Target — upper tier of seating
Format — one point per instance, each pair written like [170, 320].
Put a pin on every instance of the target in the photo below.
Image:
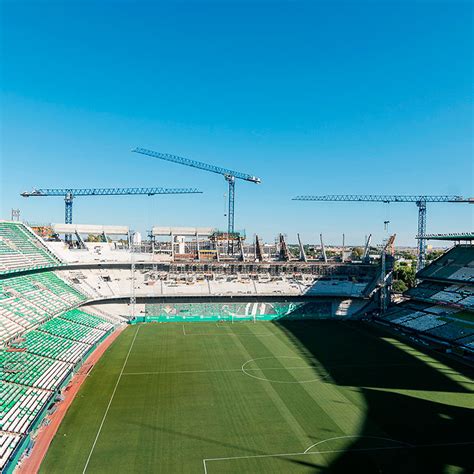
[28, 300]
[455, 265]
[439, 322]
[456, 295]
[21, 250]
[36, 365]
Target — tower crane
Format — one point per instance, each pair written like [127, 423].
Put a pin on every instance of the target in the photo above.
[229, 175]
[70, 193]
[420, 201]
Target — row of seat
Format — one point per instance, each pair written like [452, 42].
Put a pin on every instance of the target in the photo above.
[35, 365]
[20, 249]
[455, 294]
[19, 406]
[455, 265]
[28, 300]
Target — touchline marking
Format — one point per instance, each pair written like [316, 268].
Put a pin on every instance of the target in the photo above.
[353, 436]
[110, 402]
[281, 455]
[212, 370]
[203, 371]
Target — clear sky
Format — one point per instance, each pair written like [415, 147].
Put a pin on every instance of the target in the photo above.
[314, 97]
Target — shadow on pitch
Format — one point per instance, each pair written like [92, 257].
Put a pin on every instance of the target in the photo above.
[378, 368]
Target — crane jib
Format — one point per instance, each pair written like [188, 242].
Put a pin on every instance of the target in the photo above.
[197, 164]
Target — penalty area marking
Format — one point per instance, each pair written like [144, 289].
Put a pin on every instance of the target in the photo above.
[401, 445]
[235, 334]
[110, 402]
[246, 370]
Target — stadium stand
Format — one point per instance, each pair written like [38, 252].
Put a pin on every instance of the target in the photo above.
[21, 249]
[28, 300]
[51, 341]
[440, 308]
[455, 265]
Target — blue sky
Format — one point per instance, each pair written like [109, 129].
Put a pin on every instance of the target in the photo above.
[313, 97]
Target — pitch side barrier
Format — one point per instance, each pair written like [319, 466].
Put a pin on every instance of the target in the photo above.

* * *

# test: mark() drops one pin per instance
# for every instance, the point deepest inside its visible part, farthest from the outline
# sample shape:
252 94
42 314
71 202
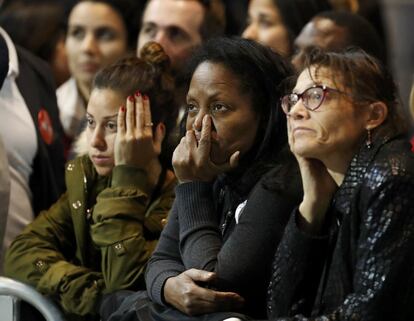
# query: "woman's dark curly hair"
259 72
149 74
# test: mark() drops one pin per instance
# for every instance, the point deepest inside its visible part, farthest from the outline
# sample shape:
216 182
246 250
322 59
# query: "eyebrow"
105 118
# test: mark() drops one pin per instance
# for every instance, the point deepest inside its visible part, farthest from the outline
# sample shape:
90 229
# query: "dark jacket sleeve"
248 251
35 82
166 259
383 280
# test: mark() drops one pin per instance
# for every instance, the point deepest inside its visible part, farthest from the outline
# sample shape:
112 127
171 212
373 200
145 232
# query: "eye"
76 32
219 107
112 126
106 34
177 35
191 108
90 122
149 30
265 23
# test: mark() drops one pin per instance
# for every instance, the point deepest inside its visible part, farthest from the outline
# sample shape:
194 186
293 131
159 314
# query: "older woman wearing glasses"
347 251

=== Activity ===
The copy should hold exactly the lines above from the one with "Target — upper tier of seating" through the one with "like [316, 268].", both ends counted, and no pictures at all.

=== Finished exercise ===
Target — upper tier of seating
Format — one point per instance, each pair written like [170, 320].
Put a pin on every instance of the target in the photo below.
Image:
[28, 300]
[455, 265]
[439, 322]
[456, 295]
[21, 250]
[36, 365]
Target — tower crane
Format — one point per instance, each pair written like [127, 423].
Put a pin on every instance of the target in the photo above.
[229, 175]
[70, 193]
[420, 201]
Target — row of seat
Format — one point per instance, each pair written like [452, 42].
Put a pin on every instance of the target in the photo above.
[35, 365]
[20, 249]
[455, 294]
[19, 406]
[455, 265]
[28, 300]
Target — touchline marking
Format — one point per instance, each pair written like [316, 268].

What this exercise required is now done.